→ **Stored items from a collection**

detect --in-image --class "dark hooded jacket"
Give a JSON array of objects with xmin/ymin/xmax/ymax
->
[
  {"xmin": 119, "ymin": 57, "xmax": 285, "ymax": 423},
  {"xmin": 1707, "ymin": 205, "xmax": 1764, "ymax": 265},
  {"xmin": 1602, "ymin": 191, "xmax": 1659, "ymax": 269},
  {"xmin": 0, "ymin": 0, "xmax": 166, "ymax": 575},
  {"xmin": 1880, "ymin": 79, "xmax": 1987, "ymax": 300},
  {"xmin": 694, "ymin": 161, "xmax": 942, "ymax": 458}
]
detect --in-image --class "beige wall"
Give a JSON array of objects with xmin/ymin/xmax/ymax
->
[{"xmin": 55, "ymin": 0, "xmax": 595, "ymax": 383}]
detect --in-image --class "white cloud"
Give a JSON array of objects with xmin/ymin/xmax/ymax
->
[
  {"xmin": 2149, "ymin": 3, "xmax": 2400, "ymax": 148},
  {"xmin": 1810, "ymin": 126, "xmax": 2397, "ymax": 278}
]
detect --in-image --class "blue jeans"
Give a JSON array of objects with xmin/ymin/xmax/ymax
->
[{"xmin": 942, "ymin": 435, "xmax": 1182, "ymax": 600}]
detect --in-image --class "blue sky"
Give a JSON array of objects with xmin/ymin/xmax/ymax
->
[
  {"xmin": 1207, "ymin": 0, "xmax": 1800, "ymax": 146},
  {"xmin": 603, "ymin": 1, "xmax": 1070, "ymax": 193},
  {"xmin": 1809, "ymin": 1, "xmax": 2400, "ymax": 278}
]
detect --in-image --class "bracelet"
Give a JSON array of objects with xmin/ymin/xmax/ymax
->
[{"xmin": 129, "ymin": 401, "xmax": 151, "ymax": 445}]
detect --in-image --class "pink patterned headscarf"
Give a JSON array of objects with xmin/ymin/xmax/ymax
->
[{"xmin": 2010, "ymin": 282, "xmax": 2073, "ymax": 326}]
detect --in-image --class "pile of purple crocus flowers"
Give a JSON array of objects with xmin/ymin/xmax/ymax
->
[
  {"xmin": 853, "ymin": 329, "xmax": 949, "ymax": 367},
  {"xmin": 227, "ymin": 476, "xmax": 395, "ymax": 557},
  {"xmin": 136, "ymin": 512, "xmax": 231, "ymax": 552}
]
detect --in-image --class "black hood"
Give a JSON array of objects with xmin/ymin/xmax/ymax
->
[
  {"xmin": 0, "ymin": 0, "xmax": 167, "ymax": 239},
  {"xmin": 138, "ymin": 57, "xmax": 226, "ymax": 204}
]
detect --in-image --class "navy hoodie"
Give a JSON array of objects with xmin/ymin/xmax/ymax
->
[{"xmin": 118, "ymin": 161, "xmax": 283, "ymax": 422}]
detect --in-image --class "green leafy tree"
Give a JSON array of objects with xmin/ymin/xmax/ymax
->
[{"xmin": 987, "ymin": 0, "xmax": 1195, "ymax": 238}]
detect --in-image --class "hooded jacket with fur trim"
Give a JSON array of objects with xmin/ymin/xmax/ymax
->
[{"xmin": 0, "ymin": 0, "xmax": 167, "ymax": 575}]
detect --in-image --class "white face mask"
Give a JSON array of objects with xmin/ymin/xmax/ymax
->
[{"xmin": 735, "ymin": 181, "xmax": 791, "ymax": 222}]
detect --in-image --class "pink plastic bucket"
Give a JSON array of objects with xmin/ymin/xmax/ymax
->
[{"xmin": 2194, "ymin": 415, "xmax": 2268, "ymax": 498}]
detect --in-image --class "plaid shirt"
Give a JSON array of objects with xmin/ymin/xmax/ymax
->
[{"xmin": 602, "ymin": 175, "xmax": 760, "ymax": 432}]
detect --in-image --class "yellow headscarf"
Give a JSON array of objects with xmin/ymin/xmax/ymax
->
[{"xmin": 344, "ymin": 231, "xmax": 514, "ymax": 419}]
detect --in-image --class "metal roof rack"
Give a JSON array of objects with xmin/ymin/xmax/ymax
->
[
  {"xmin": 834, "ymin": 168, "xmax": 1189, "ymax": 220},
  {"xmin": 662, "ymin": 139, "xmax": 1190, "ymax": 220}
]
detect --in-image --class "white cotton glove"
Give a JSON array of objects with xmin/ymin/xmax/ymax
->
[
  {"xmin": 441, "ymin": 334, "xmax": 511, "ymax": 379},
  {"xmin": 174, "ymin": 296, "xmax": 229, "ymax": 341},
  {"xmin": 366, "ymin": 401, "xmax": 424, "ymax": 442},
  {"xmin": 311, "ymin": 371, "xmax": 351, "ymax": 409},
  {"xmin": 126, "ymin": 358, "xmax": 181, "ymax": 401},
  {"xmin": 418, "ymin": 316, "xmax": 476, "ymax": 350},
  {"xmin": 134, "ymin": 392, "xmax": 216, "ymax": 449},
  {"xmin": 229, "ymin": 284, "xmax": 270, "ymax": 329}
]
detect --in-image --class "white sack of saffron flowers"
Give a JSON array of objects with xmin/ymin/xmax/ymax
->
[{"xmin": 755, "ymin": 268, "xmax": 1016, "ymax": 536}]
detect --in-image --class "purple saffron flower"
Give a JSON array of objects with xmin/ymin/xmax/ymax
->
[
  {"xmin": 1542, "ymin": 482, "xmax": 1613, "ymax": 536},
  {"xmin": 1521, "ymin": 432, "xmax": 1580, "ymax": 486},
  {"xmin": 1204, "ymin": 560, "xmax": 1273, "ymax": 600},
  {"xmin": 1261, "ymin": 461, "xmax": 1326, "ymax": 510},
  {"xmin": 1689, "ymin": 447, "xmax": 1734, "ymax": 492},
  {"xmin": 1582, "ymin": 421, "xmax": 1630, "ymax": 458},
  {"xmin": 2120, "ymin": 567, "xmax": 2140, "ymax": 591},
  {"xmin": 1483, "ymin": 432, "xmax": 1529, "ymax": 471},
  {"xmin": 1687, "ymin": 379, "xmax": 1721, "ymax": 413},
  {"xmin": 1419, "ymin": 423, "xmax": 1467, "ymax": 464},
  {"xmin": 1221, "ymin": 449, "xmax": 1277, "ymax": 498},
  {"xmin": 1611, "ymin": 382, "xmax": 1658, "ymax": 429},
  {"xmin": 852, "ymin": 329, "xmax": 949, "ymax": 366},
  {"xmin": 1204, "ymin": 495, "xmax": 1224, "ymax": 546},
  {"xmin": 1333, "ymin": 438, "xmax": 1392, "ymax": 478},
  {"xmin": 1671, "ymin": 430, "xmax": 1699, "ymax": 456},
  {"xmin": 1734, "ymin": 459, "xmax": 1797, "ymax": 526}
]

→ **Problem details**
The result is a copy of every line above where the word "jacket" shows up.

→ **Solution**
detect --in-image --class "dark hooded jacket"
detect --in-image --class "hooded jacket with fur trim"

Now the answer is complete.